▸ Description of the task: Gather every line of the data below that contains the string "beige" and copy each one in full. Case counts.

▼

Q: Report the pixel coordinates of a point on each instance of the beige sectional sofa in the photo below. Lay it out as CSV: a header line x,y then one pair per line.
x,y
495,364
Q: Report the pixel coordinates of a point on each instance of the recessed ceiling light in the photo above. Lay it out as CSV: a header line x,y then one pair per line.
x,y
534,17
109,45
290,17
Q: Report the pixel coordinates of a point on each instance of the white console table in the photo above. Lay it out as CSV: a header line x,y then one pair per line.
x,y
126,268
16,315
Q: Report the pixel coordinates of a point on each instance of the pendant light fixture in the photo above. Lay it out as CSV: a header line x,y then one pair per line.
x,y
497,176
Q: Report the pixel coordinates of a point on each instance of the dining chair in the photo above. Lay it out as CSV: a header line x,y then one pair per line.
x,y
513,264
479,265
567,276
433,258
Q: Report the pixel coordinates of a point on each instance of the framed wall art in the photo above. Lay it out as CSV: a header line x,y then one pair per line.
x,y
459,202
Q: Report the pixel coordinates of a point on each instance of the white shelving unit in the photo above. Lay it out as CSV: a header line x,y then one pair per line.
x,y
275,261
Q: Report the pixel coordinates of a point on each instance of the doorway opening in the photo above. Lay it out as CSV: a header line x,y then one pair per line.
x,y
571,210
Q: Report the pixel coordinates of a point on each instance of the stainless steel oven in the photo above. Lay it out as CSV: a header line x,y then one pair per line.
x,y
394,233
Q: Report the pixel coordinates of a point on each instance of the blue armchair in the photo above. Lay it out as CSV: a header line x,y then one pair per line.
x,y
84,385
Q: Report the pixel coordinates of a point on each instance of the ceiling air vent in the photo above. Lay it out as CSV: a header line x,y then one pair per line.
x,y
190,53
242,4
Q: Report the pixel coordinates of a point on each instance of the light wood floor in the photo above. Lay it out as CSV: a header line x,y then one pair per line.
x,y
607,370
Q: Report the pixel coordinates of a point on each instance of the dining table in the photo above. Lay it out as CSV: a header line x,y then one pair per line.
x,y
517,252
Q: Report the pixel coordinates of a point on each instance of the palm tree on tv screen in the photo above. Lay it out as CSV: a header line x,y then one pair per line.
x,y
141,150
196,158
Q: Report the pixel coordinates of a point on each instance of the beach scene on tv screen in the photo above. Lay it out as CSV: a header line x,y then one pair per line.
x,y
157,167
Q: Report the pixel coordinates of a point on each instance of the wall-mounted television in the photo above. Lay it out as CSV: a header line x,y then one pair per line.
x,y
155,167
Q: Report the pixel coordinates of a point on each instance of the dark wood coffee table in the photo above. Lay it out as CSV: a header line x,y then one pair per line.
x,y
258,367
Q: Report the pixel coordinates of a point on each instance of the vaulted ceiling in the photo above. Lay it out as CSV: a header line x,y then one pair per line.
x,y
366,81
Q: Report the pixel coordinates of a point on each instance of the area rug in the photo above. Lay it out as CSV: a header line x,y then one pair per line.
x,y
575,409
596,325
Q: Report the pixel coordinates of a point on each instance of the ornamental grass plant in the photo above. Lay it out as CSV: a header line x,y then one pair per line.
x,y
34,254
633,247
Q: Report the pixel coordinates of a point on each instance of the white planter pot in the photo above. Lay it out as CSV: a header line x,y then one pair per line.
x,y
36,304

▲
▼

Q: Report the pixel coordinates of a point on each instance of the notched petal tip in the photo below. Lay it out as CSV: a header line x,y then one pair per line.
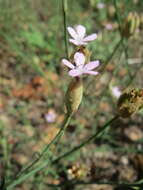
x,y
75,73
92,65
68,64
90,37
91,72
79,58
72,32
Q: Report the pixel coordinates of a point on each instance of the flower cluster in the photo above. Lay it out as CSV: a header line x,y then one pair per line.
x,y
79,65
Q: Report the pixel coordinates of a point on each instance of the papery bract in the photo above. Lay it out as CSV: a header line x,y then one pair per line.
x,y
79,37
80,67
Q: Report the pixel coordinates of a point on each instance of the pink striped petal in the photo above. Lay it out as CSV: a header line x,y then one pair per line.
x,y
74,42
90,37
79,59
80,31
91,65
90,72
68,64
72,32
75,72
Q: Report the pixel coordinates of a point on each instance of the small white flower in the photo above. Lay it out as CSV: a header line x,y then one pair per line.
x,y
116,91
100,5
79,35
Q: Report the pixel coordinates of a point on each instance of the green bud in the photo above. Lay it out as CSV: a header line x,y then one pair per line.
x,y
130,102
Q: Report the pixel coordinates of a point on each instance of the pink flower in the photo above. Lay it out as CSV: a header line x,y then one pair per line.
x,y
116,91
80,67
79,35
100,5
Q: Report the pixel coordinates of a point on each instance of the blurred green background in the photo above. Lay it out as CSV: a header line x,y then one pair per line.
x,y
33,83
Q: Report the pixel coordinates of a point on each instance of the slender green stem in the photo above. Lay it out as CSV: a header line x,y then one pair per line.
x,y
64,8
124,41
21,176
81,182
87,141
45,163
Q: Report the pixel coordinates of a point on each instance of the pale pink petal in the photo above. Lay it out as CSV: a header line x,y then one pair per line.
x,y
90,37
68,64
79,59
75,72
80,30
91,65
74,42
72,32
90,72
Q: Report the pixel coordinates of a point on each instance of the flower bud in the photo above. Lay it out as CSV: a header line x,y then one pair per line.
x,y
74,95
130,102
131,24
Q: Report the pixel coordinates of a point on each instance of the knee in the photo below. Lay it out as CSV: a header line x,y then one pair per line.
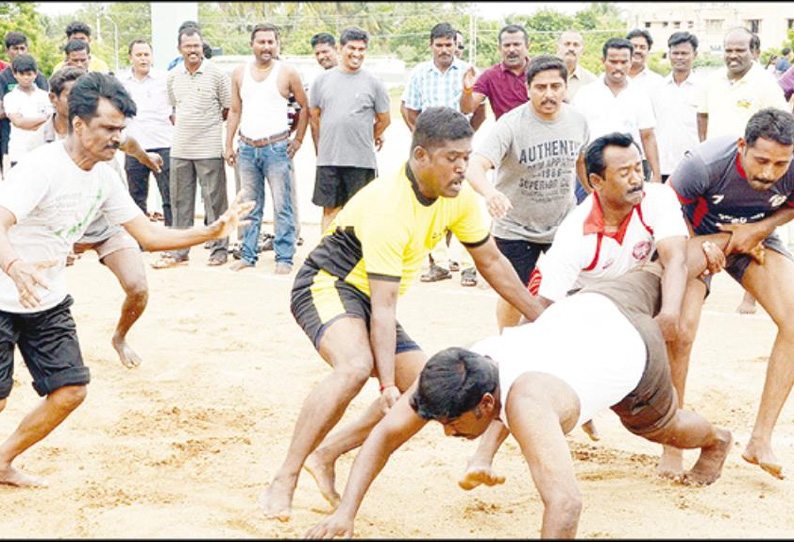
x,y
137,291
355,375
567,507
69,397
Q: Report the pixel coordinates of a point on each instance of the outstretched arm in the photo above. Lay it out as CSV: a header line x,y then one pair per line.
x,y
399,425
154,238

▲
▼

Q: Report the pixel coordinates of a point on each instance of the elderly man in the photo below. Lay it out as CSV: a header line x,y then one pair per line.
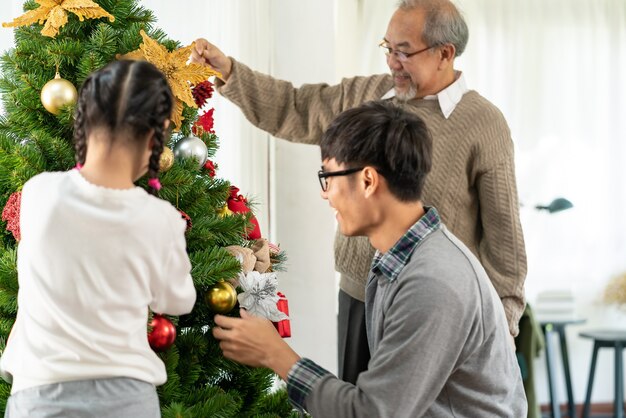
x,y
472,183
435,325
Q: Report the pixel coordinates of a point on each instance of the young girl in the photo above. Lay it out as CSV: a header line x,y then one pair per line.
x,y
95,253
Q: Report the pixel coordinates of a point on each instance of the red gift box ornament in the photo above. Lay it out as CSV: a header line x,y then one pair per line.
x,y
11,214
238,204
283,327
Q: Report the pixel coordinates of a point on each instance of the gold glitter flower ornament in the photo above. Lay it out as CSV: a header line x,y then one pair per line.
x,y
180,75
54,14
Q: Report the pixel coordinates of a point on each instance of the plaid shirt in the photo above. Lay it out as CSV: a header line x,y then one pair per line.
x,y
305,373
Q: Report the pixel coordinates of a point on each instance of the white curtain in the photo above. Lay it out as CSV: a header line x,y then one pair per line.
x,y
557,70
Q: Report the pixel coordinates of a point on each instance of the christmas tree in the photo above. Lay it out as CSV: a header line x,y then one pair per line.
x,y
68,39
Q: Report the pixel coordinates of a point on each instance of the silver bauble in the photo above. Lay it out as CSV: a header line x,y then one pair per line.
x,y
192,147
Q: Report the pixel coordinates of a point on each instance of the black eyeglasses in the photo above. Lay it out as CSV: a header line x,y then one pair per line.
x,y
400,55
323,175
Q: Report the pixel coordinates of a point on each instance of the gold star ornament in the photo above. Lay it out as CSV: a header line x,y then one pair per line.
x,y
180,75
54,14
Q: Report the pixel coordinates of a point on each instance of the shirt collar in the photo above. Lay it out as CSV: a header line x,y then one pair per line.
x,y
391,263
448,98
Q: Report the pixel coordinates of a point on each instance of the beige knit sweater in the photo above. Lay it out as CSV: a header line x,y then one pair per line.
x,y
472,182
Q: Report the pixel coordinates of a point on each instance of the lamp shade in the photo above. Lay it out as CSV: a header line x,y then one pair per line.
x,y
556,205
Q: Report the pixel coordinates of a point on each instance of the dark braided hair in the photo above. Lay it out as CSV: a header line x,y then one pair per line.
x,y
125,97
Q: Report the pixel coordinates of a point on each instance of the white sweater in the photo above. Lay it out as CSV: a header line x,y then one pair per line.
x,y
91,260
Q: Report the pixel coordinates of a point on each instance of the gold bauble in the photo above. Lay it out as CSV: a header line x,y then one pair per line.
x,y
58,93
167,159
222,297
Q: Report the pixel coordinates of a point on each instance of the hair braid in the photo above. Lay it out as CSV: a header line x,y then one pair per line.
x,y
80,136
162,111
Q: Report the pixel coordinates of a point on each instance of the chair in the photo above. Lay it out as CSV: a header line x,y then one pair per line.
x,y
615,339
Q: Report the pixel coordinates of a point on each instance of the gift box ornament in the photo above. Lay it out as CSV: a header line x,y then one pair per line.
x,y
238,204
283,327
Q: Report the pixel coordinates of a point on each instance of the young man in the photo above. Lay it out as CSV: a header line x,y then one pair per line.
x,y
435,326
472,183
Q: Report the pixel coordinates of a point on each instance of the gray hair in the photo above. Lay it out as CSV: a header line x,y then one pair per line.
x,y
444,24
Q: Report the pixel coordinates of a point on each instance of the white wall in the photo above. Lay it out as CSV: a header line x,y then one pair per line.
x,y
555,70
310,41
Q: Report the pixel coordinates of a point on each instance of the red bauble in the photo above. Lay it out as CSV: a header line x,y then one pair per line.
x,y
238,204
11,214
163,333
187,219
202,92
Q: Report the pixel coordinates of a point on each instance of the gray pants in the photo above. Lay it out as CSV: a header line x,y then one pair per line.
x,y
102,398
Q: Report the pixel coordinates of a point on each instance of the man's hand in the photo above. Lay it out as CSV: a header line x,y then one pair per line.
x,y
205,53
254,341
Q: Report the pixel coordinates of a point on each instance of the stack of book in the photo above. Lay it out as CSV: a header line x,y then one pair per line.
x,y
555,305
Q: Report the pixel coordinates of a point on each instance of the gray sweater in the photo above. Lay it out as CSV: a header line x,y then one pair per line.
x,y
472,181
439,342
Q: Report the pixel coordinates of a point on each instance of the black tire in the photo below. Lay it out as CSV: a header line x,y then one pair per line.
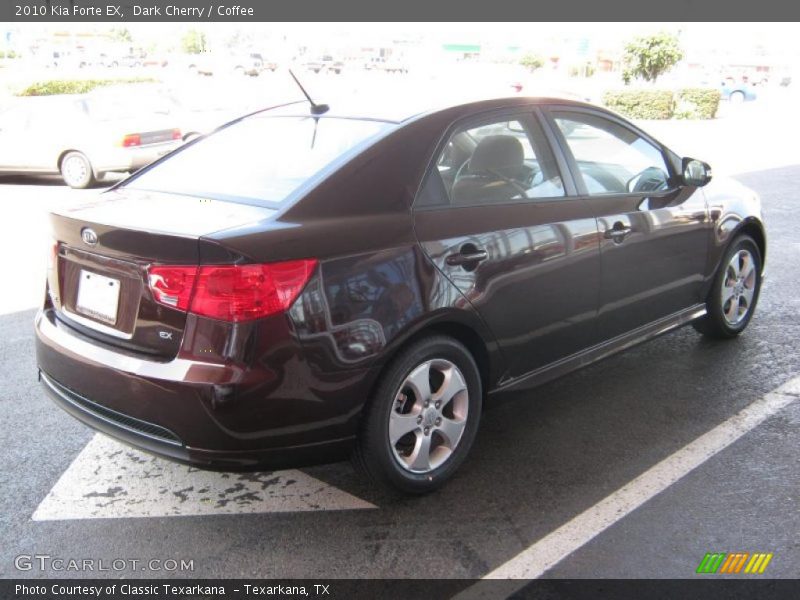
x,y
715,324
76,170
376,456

▲

▸ Output of the exercise:
Q: Report the pixel coordinates of a point on each instance of the beige sectional sofa in the photo below. Lay it out as CSV: a header line x,y then one pair per line.
Q: Report the pixel coordinates of a point on each instance of the beige knit sweater in the photo above. Lay it out as CSV: a header line x,y then one pair per line.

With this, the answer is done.